Angelika Kirchschlager (born 24 November 1965, Salzburg) is an Austrian mezzo-soprano opera and lieder singer.

Career
Kirchschlager began her musical training at the Mozarteum in Salzburg, where she studied percussion and piano. In 1984, she went to the Vienna Music Academy, where she studied with Gerhard Kahry and Walter Berry. Her first engagements were at the Wiener Kammeroper and the Graz Opera. Kirchschlager won 1st Prize together with Morenike Fadayomi in Wien's international Operncafé HArtauer-COmpetition and third prize in the International Hans Gabor Belvedere Singing Competition both in 1991.  Her stage debut was in Graz in 1993 as Octavian (Der Rosenkavalier).  In 1993, she became a member of the Vienna State Opera, and made her debut there as Cherubino (The Marriage of Figaro). Also in 1993, she was awarded the Mozartinterpretationspreis of the Mozart Society of Vienna.

--------------------

## [Required work]
List every school and opera company named in the Kirchschlager biography.

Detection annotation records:
--------------------

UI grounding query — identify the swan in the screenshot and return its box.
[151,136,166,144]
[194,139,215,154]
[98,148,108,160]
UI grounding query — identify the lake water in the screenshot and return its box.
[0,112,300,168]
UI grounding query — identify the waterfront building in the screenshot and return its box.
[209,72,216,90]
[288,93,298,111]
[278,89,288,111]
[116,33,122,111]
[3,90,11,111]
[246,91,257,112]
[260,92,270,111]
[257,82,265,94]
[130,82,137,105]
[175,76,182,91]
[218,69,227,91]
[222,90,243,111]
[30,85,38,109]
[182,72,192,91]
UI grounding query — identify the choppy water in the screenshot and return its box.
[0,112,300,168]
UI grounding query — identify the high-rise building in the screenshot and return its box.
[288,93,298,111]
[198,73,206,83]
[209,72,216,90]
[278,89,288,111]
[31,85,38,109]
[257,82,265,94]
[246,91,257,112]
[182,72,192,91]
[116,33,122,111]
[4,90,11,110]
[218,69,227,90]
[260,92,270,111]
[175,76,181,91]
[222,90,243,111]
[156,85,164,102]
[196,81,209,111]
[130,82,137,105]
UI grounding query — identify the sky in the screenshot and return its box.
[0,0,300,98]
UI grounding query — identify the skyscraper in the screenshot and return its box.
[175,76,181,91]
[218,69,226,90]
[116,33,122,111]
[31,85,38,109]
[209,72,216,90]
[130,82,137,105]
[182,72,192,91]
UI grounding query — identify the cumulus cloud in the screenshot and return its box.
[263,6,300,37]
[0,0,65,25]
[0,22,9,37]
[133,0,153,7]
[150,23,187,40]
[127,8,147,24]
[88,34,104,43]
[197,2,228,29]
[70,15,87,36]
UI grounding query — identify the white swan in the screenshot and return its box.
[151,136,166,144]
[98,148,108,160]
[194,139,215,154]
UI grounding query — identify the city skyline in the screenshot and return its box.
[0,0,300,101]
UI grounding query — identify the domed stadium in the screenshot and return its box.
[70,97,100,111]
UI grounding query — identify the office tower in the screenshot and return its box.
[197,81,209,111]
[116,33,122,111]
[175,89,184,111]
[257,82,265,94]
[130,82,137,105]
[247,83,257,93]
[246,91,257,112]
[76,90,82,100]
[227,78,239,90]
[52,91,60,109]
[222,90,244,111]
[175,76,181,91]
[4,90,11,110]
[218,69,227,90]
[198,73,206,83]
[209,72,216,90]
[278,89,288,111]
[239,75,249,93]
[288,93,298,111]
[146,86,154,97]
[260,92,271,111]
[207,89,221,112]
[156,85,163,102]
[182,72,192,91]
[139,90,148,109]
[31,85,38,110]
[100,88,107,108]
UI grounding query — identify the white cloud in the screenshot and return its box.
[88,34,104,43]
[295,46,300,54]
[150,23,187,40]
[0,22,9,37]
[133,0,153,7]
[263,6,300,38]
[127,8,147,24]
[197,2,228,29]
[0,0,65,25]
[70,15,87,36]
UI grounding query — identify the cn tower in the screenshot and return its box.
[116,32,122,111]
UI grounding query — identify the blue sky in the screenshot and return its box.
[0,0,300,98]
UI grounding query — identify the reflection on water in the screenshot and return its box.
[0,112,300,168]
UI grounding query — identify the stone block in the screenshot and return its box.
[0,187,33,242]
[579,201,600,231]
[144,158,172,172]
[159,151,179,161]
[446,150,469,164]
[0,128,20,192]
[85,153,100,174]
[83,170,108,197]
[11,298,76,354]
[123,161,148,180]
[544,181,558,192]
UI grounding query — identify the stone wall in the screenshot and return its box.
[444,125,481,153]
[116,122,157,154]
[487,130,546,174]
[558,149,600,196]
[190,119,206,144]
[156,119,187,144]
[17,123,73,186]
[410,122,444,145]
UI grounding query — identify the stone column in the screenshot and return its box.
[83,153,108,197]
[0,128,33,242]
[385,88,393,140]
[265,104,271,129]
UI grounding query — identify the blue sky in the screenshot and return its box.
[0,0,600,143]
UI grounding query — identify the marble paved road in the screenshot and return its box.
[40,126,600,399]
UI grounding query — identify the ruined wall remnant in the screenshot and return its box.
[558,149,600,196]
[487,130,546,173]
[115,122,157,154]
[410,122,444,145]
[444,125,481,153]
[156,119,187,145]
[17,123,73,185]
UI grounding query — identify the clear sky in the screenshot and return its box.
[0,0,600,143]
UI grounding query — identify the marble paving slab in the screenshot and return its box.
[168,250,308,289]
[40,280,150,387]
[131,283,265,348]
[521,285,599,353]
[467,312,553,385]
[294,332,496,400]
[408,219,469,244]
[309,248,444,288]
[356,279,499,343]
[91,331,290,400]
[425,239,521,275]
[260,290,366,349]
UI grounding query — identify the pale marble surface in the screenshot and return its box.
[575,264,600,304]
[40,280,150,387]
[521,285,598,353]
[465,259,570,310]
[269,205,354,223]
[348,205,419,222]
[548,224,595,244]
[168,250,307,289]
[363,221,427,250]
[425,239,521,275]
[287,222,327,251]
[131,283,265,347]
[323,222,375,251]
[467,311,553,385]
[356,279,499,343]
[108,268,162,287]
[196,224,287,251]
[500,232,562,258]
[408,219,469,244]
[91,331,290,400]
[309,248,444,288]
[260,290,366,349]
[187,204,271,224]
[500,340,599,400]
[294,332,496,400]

--------------------

## [Output for this task]
Mozarteum (Salzburg), Vienna Music Academy, Wiener Kammeroper, Graz Opera, Vienna State Opera